Passage to read:
# # # #
I guess it's time for a fish story. I remember this like it was yesterday...

It was April the 41st. Being a quadruple leap year, I was driving in downtown Atlantis. My Barracuda was in the shop, so I was in a rented Stingray and it was overheating. So, I pulled into a Shell station. They said I'd blown a seal. I said, "Fix the damn thing and leave my personal life out of it, okay pal?"

While they were doing that I walked over to a place called The Oyster Bar. A real dive. But I knew the owner (he used to play for the Dolphins). I said, "Hi Gill!" (you have to yell, he's hard of herring). Gill was also down on his luck. Fact is, he was barely keeping his head below water.

I bellied up to the sand bar. He poured me the usual -- rusty snail, hold the grunion, shaken, not stirred, with a peanut butter and jellyfish sandwich on the side, heavy on the mako. I slipped him a fin, on porpoise. I was feeling good. I even slipped a sand dollar in the box for Jerry's squids, for the halibut.
# # # #
Segmentation labeling items
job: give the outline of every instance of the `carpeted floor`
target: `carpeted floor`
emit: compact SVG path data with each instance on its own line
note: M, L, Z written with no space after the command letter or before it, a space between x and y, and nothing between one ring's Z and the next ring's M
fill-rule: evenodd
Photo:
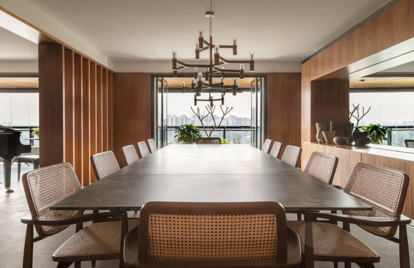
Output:
M33 169L22 167L22 174ZM0 171L2 172L2 163L0 163ZM3 173L0 172L0 182L3 182ZM17 165L12 167L12 189L15 192L5 193L4 184L0 184L0 267L15 268L21 267L23 249L24 243L25 226L20 218L28 214L29 210L24 196L21 181L17 180ZM296 219L295 215L288 216ZM381 261L376 265L381 268L399 267L398 245L380 237L370 234L357 226L351 227L351 232L375 250L381 256ZM52 255L66 239L75 233L75 227L68 228L61 233L39 241L35 244L34 250L34 268L56 267L56 263L52 260ZM414 228L408 228L409 243L412 265L414 267ZM118 267L117 261L97 262L96 267L112 268ZM330 263L318 262L318 268L333 268ZM72 266L72 267L73 267ZM82 263L82 267L91 267L91 263ZM339 264L339 267L343 267ZM358 267L353 265L353 268Z

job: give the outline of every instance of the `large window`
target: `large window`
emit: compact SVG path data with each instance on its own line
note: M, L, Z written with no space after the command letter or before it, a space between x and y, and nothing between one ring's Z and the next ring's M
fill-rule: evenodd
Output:
M158 146L162 147L177 143L174 138L175 128L183 124L193 124L200 128L203 137L207 134L204 131L199 119L191 111L196 111L197 107L200 109L202 116L207 114L205 108L207 102L198 101L194 105L194 93L186 89L183 93L180 85L183 81L190 78L156 77L154 78L156 88L154 95L154 113L153 122L157 126L154 128ZM219 79L219 78L218 78ZM262 92L263 77L248 77L239 80L239 90L236 96L227 91L225 96L225 107L233 107L231 112L223 119L220 127L216 128L211 137L226 139L230 144L249 144L260 147L262 140L261 126L263 116L261 108L263 106ZM213 98L220 98L221 93L213 92ZM207 99L207 90L203 90L200 99ZM222 120L223 114L219 101L214 102L216 109L214 117L209 115L203 123L207 129L207 134L213 128L215 122L218 125ZM162 122L162 123L161 123Z
M0 125L22 132L20 142L30 144L25 139L39 126L38 93L0 92ZM38 146L38 141L32 144Z
M404 140L414 139L414 91L380 90L358 92L351 90L349 97L350 110L352 104L359 104L371 110L359 122L359 126L379 124L392 129L389 141L385 144L405 147ZM351 121L356 123L355 118Z

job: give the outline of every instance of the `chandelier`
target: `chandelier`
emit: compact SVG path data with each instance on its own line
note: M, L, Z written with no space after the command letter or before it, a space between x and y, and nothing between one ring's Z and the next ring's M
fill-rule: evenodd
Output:
M238 89L237 79L236 77L233 79L232 86L224 85L224 79L226 74L234 76L237 74L240 79L245 77L245 64L249 65L250 72L254 71L254 53L250 52L248 60L229 60L222 57L220 54L220 49L231 49L233 51L233 55L237 55L237 40L236 38L233 38L232 45L216 45L213 43L213 37L211 34L211 19L214 16L214 14L211 11L211 0L210 0L210 11L206 13L206 17L209 19L209 38L206 40L204 37L203 30L198 31L198 41L195 44L195 59L200 59L200 54L204 51L209 52L209 63L208 64L188 64L177 59L177 51L172 51L172 72L173 77L177 77L179 71L187 68L194 68L194 77L191 79L191 87L186 87L185 83L183 82L182 90L184 93L186 90L195 92L194 96L194 105L197 105L197 101L208 101L210 106L212 107L213 102L221 101L222 105L224 104L224 96L226 95L226 89L232 91L233 95L236 95ZM226 64L240 64L239 69L225 69ZM202 69L205 69L204 72L201 72ZM206 83L203 82L203 77ZM213 83L213 77L220 77L220 82L217 83ZM204 88L203 88L204 87ZM208 90L208 98L200 99L197 97L201 96L203 88ZM211 96L211 90L218 89L221 91L221 98L213 98Z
# # # #
What is asked: Repeat the fish story word for word, everything from "I guess it's" down to "head below water.".

Correct result:
I guess it's time for a fish story. I remember this like it was yesterday...

It was April the 41st. Being a quadruple leap year, I was driving in downtown Atlantis. My Barracuda was in the shop, so I was in a rented Stingray and it was overheating. So, I pulled into a Shell station. They said I'd blown a seal. I said, "Fix the damn thing and leave my personal life out of it, okay pal?"

While they were doing that I walked over to a place called The Oyster Bar. A real dive. But I knew the owner (he used to play for the Dolphins). I said, "Hi Gill!" (you have to yell, he's hard of herring). Gill was also down on his luck. Fact is, he was barely keeping his head below water.